-------- Source data

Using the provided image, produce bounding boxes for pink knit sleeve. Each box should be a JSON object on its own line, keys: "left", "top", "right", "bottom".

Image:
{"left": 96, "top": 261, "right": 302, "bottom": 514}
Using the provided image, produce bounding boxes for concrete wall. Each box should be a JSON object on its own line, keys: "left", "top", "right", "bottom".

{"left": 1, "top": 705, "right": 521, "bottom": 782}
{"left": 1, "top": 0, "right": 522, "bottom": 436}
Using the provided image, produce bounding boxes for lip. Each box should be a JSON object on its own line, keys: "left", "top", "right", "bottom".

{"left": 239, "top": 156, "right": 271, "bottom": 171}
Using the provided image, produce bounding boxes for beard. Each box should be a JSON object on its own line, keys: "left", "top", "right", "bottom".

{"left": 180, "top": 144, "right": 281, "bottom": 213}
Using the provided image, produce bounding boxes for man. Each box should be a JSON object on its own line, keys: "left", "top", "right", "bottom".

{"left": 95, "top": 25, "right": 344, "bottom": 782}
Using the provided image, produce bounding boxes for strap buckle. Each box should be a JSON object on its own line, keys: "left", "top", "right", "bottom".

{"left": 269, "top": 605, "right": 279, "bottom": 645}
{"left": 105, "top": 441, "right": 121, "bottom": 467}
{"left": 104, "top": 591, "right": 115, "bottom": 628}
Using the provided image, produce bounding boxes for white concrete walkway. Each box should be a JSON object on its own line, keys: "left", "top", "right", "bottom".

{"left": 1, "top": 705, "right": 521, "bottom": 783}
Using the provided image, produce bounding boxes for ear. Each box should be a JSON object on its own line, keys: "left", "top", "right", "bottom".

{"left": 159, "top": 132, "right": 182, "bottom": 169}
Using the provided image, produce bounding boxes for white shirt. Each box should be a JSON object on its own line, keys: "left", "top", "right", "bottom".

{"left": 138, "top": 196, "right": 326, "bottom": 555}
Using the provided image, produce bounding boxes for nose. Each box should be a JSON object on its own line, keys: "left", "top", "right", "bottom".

----------------

Action item: The lines you need run from the one containing "for white shirt." to the end of the listing. Output exactly those, both ends included.

Task output:
Using the provided image, produce bounding boxes for white shirt. Each box should be a JSON object on its own line, keys: "left", "top", "right", "bottom".

{"left": 138, "top": 196, "right": 326, "bottom": 555}
Using the provided image, produce bounding boxes for nose. Each box should be a JSON object on its own line, keys: "left", "top", "right", "bottom".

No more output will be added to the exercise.